Problems to solve
(1) Reproduce the passage on Modine and cycling exactly, from "Modine acknowledges that" to "he says firmly.".
(2) Using the passage on Modine and cycling, state whether each statement agrees with it: (a) Modine says bicyclists are allowed to ride on sidewalks. (b) The name Bicycle for a Day was changed after Janette Sadik-Khan proposed a different one. (c) Modine wears a helmet when he rides. Answer yes or no for each and quote the words that decide it.

The idea behind BFAD, of course, is to get budding bicyclists to extend the day into regular practice. “Janette [Sadik-Khan], the head of the Dept. of Transportation in New York, came up to me at an event and said, ‘Bicycle for a Day? What is that? It should be Bicycle for a Day—Everyday.’ We changed it.”
“If we consider the history of smoking and tobacco,” Modine says, “and the way that tobacco was sold to people, and if we look at automobiles, there’s an absolute parallel between the two marketing schemes. Probably cars will prove to be a greater destroyer of life on the planet.”
More people are riding bikes, Modine says, but the trend comes with a big asterisk that gives the actor pause. “The good news is the more people that ride bikes, the safer it becomes,” Modine says. “The bad news is that if bicyclists don’t behave it gives it a bad name. Bicyclists have the same rules as the automobile: They’re not supposed to go through red lights, they’re not supposed to go on sidewalks and where pedestrians are crossing, and there’s a lot of that that happens.”
If bicyclists don’t follow the rules of the road, he fears, municipalities will begin to mandate license plates and registrations and “impose laws that no bicyclist wants to see imposed.”
Modine acknowledges that he has attracted some unwelcome attention for not following one of biking’s unwritten rules—he does not wear a helmet. “Would a helmet have helped my mother in law when she got hit by a truck? Life is dangerous, and I think you should do everything you can to avoid getting hurt and getting into accidents. But I don’t think that a piece of Styrofoam, which doesn’t have much more integrity than a coffee cup, is going to protect my head if I get hit by a Con Edison truck,” he says firmly.

Source material
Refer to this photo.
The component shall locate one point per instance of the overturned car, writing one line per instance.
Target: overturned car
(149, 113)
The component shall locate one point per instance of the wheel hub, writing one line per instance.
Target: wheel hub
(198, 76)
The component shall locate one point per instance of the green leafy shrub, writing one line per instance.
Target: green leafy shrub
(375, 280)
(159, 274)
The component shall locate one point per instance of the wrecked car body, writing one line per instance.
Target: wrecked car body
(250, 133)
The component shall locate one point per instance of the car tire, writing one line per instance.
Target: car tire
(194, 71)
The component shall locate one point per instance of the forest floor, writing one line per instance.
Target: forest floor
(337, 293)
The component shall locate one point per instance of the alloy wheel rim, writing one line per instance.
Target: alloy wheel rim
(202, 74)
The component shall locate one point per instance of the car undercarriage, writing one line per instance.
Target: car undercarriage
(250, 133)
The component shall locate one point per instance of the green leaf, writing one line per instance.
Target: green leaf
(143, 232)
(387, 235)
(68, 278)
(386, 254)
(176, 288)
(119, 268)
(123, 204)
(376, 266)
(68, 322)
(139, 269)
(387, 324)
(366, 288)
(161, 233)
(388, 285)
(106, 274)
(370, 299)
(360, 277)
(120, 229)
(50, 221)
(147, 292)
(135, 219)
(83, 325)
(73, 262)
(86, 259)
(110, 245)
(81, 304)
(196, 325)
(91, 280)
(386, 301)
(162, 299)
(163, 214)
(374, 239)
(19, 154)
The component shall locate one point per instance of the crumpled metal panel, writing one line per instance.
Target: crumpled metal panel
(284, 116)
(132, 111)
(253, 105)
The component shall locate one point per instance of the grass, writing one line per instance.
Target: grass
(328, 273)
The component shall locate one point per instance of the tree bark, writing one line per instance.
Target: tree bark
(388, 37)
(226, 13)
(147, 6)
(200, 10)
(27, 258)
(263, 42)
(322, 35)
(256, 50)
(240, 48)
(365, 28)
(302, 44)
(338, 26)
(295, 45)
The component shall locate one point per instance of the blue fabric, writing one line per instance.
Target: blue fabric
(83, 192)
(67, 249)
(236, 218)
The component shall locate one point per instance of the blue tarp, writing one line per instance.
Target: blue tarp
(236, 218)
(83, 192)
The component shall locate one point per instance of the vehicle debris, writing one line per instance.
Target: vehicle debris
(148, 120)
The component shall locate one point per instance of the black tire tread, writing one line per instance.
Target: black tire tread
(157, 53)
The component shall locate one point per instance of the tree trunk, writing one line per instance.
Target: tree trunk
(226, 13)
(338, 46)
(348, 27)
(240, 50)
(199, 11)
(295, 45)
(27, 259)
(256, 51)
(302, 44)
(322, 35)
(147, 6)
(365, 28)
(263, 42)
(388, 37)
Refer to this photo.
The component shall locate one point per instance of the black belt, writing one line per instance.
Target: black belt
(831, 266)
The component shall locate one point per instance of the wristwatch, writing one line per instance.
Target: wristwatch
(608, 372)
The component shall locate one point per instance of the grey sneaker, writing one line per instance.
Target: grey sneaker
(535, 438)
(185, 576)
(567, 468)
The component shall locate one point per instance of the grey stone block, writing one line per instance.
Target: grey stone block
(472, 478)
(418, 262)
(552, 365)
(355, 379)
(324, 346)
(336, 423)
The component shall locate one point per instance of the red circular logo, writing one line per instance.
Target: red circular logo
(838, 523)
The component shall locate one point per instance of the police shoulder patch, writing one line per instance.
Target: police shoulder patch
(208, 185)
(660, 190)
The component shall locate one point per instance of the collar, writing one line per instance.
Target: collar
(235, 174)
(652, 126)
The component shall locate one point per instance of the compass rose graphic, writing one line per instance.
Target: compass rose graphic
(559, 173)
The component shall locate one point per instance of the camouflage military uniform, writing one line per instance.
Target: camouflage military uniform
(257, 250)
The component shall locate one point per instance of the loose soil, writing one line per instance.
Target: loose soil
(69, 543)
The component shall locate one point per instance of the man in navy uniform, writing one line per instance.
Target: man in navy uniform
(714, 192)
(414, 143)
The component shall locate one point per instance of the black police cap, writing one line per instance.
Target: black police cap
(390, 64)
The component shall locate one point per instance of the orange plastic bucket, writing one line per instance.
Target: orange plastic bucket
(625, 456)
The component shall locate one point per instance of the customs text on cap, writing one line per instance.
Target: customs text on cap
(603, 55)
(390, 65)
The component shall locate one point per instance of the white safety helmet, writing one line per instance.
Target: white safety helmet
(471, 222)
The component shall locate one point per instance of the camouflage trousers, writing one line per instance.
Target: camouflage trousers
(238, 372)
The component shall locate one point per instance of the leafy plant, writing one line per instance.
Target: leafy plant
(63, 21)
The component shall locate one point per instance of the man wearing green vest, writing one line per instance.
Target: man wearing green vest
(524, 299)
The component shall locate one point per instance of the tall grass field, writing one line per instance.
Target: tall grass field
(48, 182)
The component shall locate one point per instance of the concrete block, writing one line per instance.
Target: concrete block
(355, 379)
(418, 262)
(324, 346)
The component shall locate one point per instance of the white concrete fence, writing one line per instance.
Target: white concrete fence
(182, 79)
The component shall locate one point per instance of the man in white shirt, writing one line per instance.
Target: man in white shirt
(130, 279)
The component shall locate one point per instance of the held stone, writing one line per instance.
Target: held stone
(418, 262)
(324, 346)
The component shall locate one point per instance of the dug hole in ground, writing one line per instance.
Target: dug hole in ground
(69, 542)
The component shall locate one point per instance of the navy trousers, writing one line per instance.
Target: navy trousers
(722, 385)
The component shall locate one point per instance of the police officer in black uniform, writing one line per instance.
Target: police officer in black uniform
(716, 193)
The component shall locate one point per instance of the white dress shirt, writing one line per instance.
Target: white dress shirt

Answers by item number
(1)
Modine acknowledges that he has attracted some unwelcome attention for not following one of biking’s unwritten rules—he does not wear a helmet. “Would a helmet have helped my mother in law when she got hit by a truck? Life is dangerous, and I think you should do everything you can to avoid getting hurt and getting into accidents. But I don’t think that a piece of Styrofoam, which doesn’t have much more integrity than a coffee cup, is going to protect my head if I get hit by a Con Edison truck,” he says firmly.

(2)
(a) No: "they’re not supposed to go on sidewalks"
(b) Yes: "It should be Bicycle for a Day—Everyday.’ We changed it."
(c) No: "he does not wear a helmet"